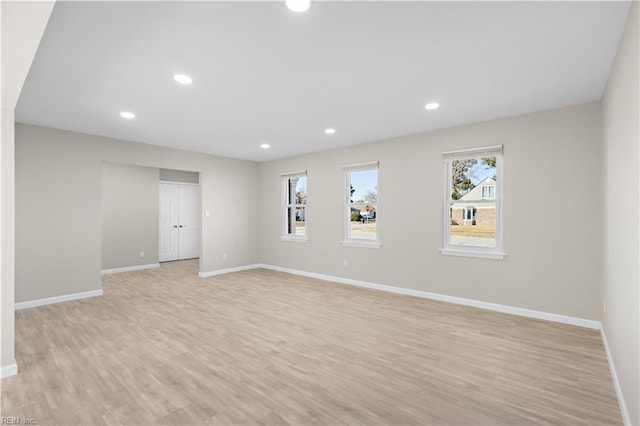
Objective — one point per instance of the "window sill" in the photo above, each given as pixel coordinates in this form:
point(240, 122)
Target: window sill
point(292, 239)
point(362, 244)
point(472, 253)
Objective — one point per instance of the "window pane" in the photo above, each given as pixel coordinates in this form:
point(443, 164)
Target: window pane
point(301, 190)
point(473, 226)
point(473, 180)
point(296, 220)
point(469, 178)
point(363, 204)
point(363, 221)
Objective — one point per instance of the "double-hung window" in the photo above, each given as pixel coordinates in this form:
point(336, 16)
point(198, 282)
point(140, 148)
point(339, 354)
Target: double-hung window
point(294, 202)
point(472, 208)
point(361, 205)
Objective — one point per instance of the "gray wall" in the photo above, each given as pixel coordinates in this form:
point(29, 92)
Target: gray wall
point(552, 214)
point(621, 139)
point(179, 176)
point(58, 207)
point(129, 215)
point(7, 238)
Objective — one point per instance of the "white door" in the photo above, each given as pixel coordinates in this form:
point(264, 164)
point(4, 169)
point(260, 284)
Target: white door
point(168, 218)
point(179, 221)
point(189, 218)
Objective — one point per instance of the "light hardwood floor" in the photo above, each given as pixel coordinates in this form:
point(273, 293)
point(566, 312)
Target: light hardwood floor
point(163, 346)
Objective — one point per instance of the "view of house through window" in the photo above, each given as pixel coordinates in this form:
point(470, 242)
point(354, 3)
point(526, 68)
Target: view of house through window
point(295, 208)
point(473, 204)
point(362, 204)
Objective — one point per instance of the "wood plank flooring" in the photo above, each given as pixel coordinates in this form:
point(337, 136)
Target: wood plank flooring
point(260, 347)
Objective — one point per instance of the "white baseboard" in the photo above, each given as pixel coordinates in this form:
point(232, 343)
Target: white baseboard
point(616, 383)
point(130, 268)
point(443, 298)
point(228, 270)
point(8, 370)
point(57, 299)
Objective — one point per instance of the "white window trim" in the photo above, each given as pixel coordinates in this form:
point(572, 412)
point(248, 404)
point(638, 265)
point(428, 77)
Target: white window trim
point(479, 252)
point(488, 187)
point(285, 205)
point(358, 242)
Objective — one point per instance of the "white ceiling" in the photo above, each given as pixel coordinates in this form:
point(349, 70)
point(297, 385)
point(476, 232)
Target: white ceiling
point(262, 73)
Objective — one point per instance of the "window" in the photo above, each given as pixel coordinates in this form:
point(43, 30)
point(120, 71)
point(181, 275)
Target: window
point(469, 213)
point(295, 206)
point(473, 199)
point(489, 192)
point(361, 205)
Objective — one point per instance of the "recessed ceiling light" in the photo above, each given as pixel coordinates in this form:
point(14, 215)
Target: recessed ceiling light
point(183, 79)
point(298, 5)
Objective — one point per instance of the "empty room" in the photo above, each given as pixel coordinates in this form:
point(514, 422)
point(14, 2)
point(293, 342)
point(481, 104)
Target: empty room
point(311, 212)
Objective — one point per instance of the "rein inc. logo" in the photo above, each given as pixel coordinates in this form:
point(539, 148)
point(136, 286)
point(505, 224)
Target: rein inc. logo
point(17, 421)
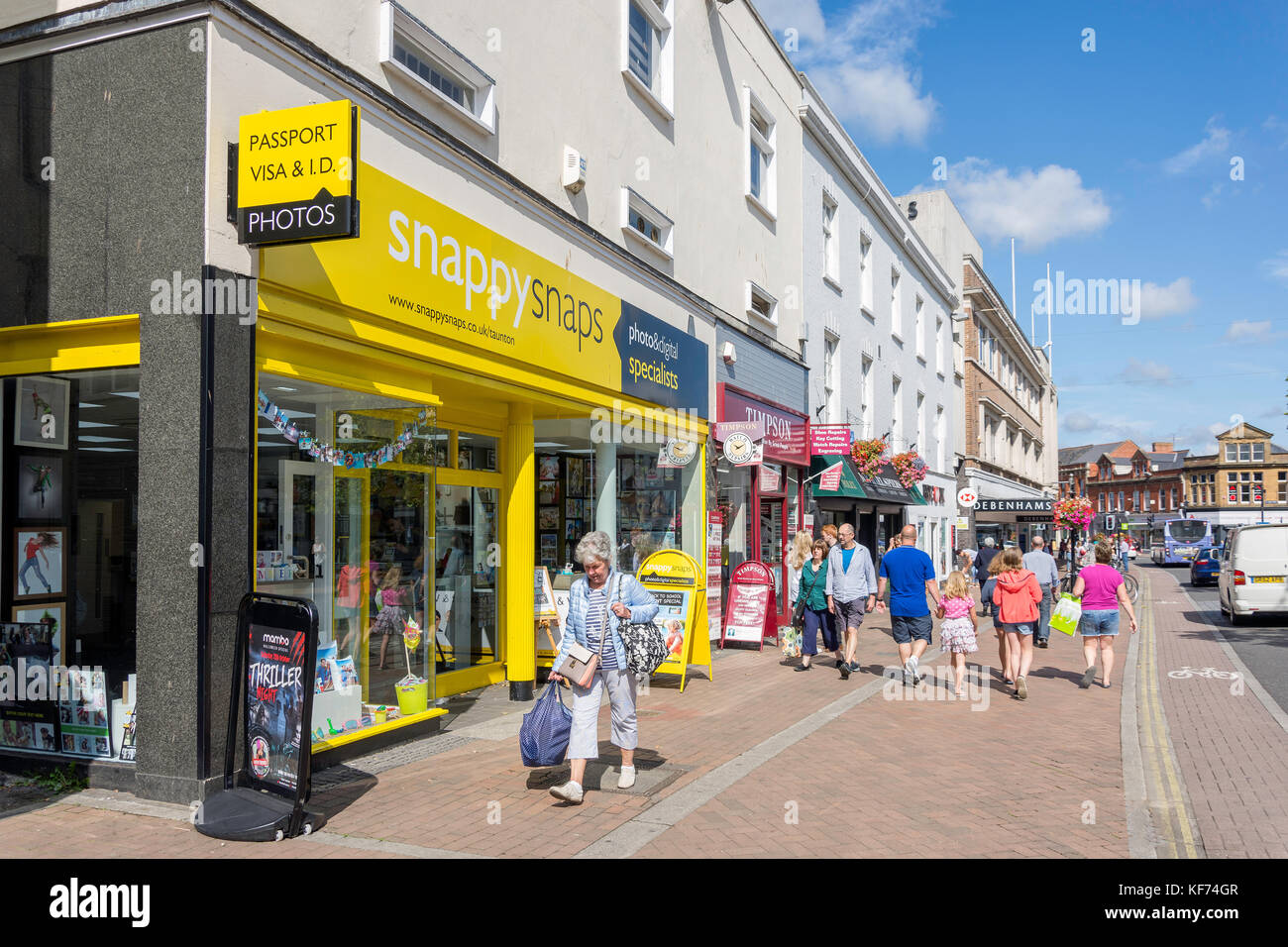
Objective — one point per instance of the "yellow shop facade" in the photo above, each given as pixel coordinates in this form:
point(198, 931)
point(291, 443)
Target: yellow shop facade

• • • • •

• **Task description**: Give the number of lines in the entries above that include the string "shop". No other output is expected.

• **Response area**: 2